Greek parrot in parking fine row

http://news.bbc.co.uk/2/hi/europe/7135185.stm

By Malcolm Brabant
BBC News, Patras

A legal battle is under way in the western Greek city of Patras over a parrot that is facing a $650 (£320; 444 euros) parking ticket.
The local council says his perch is illegally parked and is obstructing drivers because it partially blocks a metered parking space.
Coco the parrot's owner, Lambros Michalopoulos, says the bird will die if it has to move back inside.
Neither side is backing down so now the dispute is going to the courts.

'Sociable creature'

With his multi-coloured Amazonian plumage and extrovert personality, Coco has, for 18 years, been something of a mascot in this busy port city, with narrow streets and precious few parking places.
His small perch occupies part of a metered zone and under the zero tolerance rules, the local police have ordered Mr Michalopoulos to pay a heavy fine.
The pet shop owner says he has ignored the authorities because if Coco goes back inside the store permanently the macaw will die because he is a sociable creature who enjoys being with people.

Patras's Deputy Mayor Spiros Demartinos is embarrassed that Coco's plight is attracting international attention.
He would prefer to talk about the city's ambitious plans to use parking revenue for funding bicycle lanes and pedestrian zones.

"Is it bureaucratic to be concerned about the parrot's safety?" he asks.

"The parrot's security is of paramount concern to the council."

Both sides are refusing to back down and so the dispute is heading to the palace of justice.
Coco's owner is hoping that the case will be laughed out of court.

TASK SET.
a. Copy the passage of the Patras parrot article starting at "The pet shop" and ending at "palace of justice.".
b. In the Patras parrot article, what does the deputy mayor want to fund with parking revenue?

[Dataset entries]

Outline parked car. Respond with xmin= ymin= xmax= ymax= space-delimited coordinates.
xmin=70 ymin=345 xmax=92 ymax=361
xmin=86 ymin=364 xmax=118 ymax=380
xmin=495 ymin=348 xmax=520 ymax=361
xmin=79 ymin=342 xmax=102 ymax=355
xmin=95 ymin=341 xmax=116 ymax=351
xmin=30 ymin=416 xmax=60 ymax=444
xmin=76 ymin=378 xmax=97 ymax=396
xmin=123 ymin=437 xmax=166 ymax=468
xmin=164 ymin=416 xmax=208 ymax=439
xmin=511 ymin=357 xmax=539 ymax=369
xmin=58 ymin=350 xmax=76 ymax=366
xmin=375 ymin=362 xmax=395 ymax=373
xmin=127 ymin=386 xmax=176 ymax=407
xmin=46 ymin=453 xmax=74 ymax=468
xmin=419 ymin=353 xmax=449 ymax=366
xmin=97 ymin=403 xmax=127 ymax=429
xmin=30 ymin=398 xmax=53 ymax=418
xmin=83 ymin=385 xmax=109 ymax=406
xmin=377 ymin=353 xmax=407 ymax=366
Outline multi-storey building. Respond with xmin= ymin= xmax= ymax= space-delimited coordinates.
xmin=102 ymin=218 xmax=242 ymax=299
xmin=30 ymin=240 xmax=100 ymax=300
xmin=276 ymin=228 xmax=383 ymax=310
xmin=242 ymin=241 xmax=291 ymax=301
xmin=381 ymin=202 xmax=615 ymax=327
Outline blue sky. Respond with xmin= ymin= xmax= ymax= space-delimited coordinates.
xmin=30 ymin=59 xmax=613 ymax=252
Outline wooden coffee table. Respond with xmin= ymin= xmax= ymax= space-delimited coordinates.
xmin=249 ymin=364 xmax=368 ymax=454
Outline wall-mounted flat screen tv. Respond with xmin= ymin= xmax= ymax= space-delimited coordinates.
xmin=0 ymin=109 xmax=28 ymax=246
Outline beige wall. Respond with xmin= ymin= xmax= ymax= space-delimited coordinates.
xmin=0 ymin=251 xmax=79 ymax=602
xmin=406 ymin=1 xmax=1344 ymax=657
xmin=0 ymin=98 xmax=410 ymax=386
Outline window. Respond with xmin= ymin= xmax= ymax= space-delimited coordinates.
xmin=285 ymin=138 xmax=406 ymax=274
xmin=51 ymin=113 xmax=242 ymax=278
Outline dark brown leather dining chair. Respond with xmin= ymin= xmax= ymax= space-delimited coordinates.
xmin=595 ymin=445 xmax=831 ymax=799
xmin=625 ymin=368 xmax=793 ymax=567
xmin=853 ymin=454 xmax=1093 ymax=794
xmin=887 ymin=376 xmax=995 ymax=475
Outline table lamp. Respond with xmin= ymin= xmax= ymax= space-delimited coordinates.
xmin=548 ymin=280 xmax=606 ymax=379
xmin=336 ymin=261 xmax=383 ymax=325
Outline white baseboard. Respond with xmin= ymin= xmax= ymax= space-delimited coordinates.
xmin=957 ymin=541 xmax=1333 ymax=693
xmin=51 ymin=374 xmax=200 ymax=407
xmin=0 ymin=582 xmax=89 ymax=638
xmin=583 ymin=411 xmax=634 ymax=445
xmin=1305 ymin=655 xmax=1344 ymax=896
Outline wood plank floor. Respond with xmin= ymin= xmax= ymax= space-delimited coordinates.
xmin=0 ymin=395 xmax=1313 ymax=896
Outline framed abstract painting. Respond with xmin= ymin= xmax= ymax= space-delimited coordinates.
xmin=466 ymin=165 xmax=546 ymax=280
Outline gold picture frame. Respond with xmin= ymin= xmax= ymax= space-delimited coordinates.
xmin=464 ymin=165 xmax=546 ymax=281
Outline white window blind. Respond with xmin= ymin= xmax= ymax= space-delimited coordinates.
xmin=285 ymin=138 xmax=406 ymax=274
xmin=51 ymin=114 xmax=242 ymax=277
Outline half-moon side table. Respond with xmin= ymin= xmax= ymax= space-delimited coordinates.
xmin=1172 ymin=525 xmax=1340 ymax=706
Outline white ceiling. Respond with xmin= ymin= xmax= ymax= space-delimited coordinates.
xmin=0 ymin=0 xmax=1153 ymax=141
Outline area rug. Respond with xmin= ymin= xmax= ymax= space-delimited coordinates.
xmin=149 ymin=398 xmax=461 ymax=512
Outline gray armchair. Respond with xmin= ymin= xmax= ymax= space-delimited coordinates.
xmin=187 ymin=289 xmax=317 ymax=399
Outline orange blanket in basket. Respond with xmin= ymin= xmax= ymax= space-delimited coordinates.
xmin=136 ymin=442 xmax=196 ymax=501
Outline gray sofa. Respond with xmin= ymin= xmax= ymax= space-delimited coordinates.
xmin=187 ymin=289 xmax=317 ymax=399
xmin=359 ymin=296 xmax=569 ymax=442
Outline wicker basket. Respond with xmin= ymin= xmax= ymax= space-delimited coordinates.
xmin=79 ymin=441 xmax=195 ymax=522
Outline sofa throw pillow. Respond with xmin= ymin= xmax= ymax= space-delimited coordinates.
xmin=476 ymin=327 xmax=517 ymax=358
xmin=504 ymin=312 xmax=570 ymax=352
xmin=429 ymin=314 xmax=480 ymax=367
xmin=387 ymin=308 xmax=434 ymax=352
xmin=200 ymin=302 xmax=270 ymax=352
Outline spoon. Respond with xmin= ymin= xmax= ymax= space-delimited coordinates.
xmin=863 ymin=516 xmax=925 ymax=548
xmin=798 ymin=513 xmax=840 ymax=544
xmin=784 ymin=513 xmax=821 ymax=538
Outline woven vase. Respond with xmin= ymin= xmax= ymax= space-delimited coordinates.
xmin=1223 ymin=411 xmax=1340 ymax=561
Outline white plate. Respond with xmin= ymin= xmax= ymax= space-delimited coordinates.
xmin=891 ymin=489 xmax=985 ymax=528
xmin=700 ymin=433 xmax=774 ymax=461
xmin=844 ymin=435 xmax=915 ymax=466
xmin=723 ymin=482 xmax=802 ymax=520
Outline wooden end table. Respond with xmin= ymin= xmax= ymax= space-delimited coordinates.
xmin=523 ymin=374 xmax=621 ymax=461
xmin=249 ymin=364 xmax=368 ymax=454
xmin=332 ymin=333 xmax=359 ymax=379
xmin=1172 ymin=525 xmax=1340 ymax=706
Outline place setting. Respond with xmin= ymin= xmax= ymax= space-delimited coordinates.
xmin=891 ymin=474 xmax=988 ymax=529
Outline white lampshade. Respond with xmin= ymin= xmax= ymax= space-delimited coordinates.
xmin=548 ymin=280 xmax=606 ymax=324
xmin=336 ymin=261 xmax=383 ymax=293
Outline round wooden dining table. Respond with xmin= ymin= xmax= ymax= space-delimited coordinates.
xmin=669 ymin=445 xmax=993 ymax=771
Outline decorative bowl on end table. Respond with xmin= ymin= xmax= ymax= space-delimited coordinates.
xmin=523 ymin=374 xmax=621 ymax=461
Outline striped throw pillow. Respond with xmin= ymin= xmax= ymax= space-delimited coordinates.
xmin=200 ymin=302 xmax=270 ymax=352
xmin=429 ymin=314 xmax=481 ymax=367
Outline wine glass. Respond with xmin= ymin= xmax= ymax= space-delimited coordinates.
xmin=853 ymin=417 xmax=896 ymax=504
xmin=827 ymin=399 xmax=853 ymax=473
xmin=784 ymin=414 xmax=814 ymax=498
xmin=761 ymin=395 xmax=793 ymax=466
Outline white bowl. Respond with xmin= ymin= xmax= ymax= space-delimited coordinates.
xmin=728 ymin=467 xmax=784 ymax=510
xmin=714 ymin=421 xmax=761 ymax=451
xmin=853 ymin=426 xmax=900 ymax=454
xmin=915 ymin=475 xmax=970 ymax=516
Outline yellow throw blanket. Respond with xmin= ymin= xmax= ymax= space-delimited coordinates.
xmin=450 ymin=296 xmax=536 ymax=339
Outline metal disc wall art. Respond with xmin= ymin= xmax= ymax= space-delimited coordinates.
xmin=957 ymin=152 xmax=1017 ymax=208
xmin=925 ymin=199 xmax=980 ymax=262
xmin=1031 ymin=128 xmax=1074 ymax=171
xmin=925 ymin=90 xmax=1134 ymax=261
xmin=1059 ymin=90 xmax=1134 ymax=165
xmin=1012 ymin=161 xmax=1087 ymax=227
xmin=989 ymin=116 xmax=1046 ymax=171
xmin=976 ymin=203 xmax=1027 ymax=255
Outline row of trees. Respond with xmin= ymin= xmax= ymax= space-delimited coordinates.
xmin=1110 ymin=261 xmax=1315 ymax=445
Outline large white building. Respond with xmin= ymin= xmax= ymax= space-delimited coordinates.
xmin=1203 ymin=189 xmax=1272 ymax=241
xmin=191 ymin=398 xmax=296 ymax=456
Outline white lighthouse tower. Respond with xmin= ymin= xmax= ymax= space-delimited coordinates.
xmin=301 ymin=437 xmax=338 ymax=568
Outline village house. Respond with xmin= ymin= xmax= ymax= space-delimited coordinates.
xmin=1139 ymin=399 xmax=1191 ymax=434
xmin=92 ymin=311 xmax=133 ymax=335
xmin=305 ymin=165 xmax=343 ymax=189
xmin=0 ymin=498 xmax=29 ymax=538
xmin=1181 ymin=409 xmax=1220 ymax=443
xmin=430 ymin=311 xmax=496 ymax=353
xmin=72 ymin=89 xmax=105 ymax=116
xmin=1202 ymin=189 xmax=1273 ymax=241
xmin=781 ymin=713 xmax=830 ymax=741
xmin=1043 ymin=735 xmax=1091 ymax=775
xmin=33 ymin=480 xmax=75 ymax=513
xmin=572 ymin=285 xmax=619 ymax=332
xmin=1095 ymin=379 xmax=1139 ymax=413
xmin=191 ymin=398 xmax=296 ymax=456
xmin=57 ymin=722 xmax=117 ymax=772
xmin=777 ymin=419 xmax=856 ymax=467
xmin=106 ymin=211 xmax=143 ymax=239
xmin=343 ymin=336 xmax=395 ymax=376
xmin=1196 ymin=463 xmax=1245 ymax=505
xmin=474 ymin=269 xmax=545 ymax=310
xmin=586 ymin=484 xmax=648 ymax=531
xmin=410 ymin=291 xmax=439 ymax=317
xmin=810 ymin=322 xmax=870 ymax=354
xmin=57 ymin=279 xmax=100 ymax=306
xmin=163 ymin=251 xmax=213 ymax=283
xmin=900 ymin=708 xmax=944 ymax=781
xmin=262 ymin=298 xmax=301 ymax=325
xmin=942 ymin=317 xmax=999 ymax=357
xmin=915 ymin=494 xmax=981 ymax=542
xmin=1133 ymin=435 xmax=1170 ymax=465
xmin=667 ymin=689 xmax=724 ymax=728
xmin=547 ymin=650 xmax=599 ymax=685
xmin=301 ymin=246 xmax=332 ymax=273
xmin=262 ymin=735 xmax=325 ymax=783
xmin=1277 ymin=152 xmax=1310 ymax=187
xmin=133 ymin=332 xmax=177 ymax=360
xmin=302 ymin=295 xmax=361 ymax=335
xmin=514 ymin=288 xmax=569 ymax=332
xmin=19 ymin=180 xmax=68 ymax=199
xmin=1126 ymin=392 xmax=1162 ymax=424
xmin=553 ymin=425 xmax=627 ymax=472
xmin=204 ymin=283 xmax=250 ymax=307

RESULTS FOR EACH TASK.
a.
The pet shop owner says he has ignored the authorities because if Coco goes back inside the store permanently the macaw will die because he is a sociable creature who enjoys being with people.

Patras's Deputy Mayor Spiros Demartinos is embarrassed that Coco's plight is attracting international attention.
He would prefer to talk about the city's ambitious plans to use parking revenue for funding bicycle lanes and pedestrian zones.

"Is it bureaucratic to be concerned about the parrot's safety?" he asks.

"The parrot's security is of paramount concern to the council."

Both sides are refusing to back down and so the dispute is heading to the palace of justice.

b. Bicycle lanes and pedestrian zones.